Which lines in the material below contain the string "head"? Pull out each of those lines in full, matching case exactly.
______
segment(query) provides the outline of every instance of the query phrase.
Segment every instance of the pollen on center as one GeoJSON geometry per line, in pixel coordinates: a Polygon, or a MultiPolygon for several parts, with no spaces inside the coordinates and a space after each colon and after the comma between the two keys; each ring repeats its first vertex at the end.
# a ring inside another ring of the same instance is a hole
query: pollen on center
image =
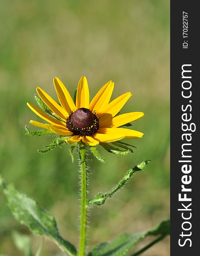
{"type": "Polygon", "coordinates": [[[95,112],[81,108],[70,114],[66,127],[74,135],[90,136],[97,132],[99,124],[99,118],[95,112]]]}

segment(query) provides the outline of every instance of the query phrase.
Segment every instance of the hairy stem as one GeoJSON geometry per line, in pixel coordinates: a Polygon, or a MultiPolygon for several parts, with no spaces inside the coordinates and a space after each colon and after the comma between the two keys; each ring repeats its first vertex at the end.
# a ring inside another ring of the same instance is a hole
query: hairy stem
{"type": "Polygon", "coordinates": [[[78,256],[84,256],[86,246],[87,206],[86,148],[84,144],[80,143],[78,153],[81,172],[81,231],[78,256]]]}

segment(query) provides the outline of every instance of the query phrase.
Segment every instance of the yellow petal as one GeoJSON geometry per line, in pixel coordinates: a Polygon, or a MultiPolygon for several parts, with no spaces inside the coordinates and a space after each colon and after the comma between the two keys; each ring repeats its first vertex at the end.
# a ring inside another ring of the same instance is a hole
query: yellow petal
{"type": "Polygon", "coordinates": [[[43,124],[43,123],[41,123],[39,122],[37,122],[37,121],[34,121],[33,120],[30,120],[29,122],[31,124],[34,125],[35,126],[37,126],[37,127],[40,127],[41,128],[43,128],[43,129],[47,129],[46,125],[49,124],[43,124]]]}
{"type": "Polygon", "coordinates": [[[143,116],[144,115],[144,113],[141,112],[133,112],[122,114],[115,116],[112,118],[112,120],[108,119],[104,122],[100,122],[100,127],[101,128],[119,127],[130,122],[136,120],[143,116]]]}
{"type": "Polygon", "coordinates": [[[90,136],[84,136],[82,137],[82,141],[89,146],[96,146],[99,144],[98,141],[90,136]]]}
{"type": "Polygon", "coordinates": [[[58,77],[53,79],[54,87],[61,105],[69,113],[71,111],[76,110],[74,101],[66,87],[58,77]]]}
{"type": "Polygon", "coordinates": [[[66,127],[62,125],[47,125],[46,127],[47,129],[53,133],[63,135],[63,136],[70,136],[73,134],[73,133],[70,131],[66,127]]]}
{"type": "Polygon", "coordinates": [[[107,83],[96,93],[91,102],[89,109],[100,111],[101,108],[107,106],[110,99],[114,88],[114,83],[111,81],[107,83]]]}
{"type": "Polygon", "coordinates": [[[57,119],[53,118],[51,116],[49,116],[42,110],[37,107],[32,105],[32,104],[31,104],[31,103],[29,103],[27,102],[27,105],[28,107],[29,107],[29,108],[35,114],[36,114],[36,115],[45,121],[47,121],[50,124],[57,124],[58,125],[65,125],[65,124],[64,122],[59,120],[57,120],[57,119]]]}
{"type": "Polygon", "coordinates": [[[37,88],[37,92],[41,99],[56,116],[63,120],[66,120],[67,116],[68,115],[64,108],[61,107],[49,94],[39,87],[37,88]]]}
{"type": "Polygon", "coordinates": [[[131,96],[130,93],[124,93],[113,100],[107,108],[101,109],[100,113],[100,122],[103,122],[108,118],[111,118],[111,116],[113,117],[116,116],[131,96]]]}
{"type": "Polygon", "coordinates": [[[144,135],[144,134],[140,131],[125,128],[100,128],[98,132],[99,134],[106,134],[111,135],[115,134],[121,134],[125,135],[125,139],[141,138],[144,135]]]}
{"type": "Polygon", "coordinates": [[[89,108],[90,93],[85,76],[81,76],[78,83],[76,93],[76,108],[89,108]]]}
{"type": "Polygon", "coordinates": [[[82,139],[82,137],[79,135],[74,135],[70,139],[66,140],[66,142],[68,143],[74,143],[74,142],[78,142],[82,139]]]}
{"type": "Polygon", "coordinates": [[[125,134],[103,134],[96,133],[93,136],[93,137],[98,140],[99,142],[112,142],[122,140],[125,137],[125,134]]]}

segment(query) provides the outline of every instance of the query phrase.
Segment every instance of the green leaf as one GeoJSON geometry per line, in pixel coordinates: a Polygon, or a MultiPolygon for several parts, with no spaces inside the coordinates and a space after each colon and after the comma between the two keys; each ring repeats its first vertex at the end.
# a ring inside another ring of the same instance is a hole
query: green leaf
{"type": "Polygon", "coordinates": [[[127,150],[130,150],[131,153],[133,153],[133,151],[132,148],[129,148],[129,147],[127,147],[127,146],[125,146],[125,145],[124,145],[122,144],[119,143],[119,142],[118,141],[114,141],[113,142],[112,142],[111,143],[112,143],[112,144],[113,144],[114,145],[115,145],[116,146],[117,146],[118,147],[119,147],[119,148],[125,148],[125,149],[126,149],[127,150]]]}
{"type": "Polygon", "coordinates": [[[24,253],[26,256],[33,256],[31,253],[31,241],[30,237],[16,231],[12,233],[14,245],[20,250],[24,253]]]}
{"type": "Polygon", "coordinates": [[[94,156],[99,161],[100,161],[101,163],[105,163],[104,157],[100,155],[96,147],[90,147],[90,149],[94,156]]]}
{"type": "Polygon", "coordinates": [[[131,145],[131,144],[129,144],[128,143],[125,143],[125,142],[123,142],[123,141],[121,141],[121,140],[119,140],[117,142],[118,143],[119,143],[119,144],[122,144],[124,145],[129,146],[129,147],[132,147],[133,148],[136,148],[136,147],[135,146],[133,146],[133,145],[131,145]]]}
{"type": "Polygon", "coordinates": [[[159,235],[164,238],[170,233],[170,221],[162,222],[153,229],[145,232],[130,235],[122,234],[110,242],[97,244],[89,253],[88,256],[122,256],[125,255],[137,242],[147,236],[159,235]]]}
{"type": "Polygon", "coordinates": [[[27,125],[25,126],[25,130],[26,132],[26,134],[27,136],[43,136],[43,135],[54,134],[49,130],[46,129],[40,131],[30,131],[28,128],[27,125]]]}
{"type": "Polygon", "coordinates": [[[72,145],[71,148],[70,148],[70,152],[71,155],[71,157],[72,157],[72,163],[73,163],[74,161],[74,155],[73,154],[73,151],[74,150],[74,148],[75,148],[75,147],[77,145],[78,143],[78,142],[75,142],[72,145]]]}
{"type": "Polygon", "coordinates": [[[127,171],[124,177],[110,191],[105,194],[99,193],[94,198],[90,199],[88,201],[88,205],[90,206],[95,204],[96,205],[101,205],[103,204],[107,199],[112,197],[116,192],[125,185],[136,172],[144,170],[146,165],[149,162],[150,162],[150,160],[146,160],[146,161],[142,162],[136,165],[133,168],[127,171]]]}
{"type": "Polygon", "coordinates": [[[37,94],[35,95],[35,98],[40,108],[46,112],[51,116],[52,116],[54,118],[55,118],[58,120],[60,121],[63,121],[61,118],[60,118],[58,116],[55,115],[55,114],[50,109],[50,108],[46,106],[46,105],[43,102],[41,99],[37,94]]]}
{"type": "Polygon", "coordinates": [[[36,253],[35,255],[35,256],[40,256],[41,254],[41,252],[42,251],[42,247],[43,246],[43,243],[44,240],[43,239],[42,239],[42,242],[41,242],[39,247],[38,249],[38,250],[36,252],[36,253]]]}
{"type": "Polygon", "coordinates": [[[55,147],[59,146],[65,143],[65,141],[63,140],[56,139],[53,140],[50,144],[48,146],[46,146],[46,148],[45,149],[38,149],[38,151],[39,153],[46,153],[48,151],[54,149],[55,147]]]}
{"type": "Polygon", "coordinates": [[[108,143],[101,142],[100,145],[102,146],[105,149],[110,153],[112,153],[118,156],[125,156],[129,153],[130,151],[128,149],[127,150],[122,150],[117,148],[113,147],[108,143]]]}
{"type": "Polygon", "coordinates": [[[12,185],[6,185],[0,177],[0,187],[5,195],[9,208],[16,220],[26,225],[36,236],[47,236],[52,239],[70,256],[76,250],[59,233],[54,217],[33,199],[16,190],[12,185]]]}

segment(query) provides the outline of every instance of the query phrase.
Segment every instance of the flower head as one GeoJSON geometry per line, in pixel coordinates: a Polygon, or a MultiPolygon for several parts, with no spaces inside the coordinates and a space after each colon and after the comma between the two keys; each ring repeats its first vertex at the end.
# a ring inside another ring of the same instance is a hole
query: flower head
{"type": "Polygon", "coordinates": [[[65,140],[68,143],[82,140],[90,146],[142,137],[142,132],[121,127],[141,117],[144,113],[133,112],[117,115],[132,96],[130,93],[124,93],[110,102],[114,88],[114,83],[110,81],[90,102],[87,80],[82,76],[78,83],[75,104],[61,81],[56,77],[53,81],[60,104],[38,87],[37,93],[48,111],[45,112],[29,103],[27,105],[48,123],[31,120],[32,125],[54,134],[70,137],[65,140]]]}

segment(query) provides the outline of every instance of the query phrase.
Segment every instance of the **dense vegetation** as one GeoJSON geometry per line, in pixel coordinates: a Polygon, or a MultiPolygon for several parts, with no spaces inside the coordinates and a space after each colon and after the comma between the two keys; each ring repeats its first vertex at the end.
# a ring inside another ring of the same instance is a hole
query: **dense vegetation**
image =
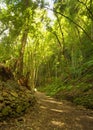
{"type": "Polygon", "coordinates": [[[30,90],[93,108],[93,1],[51,2],[0,1],[0,62],[30,90]]]}

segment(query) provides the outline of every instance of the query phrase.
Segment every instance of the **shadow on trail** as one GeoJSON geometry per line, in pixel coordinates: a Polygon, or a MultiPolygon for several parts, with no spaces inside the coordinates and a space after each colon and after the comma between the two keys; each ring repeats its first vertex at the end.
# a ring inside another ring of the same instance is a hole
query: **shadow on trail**
{"type": "Polygon", "coordinates": [[[36,92],[38,105],[0,130],[93,130],[93,111],[36,92]]]}
{"type": "MultiPolygon", "coordinates": [[[[37,93],[45,130],[93,130],[93,111],[37,93]]],[[[42,130],[42,129],[40,129],[42,130]]]]}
______
**The output**
Segment every instance of the flower head as one GeoJSON geometry per line, in pixel coordinates: a Polygon, or a MultiPolygon for several parts, with no spaces inside the coordinates and a space after each colon and after the comma between the two keys; each ring repeats its first vertex at the end.
query: flower head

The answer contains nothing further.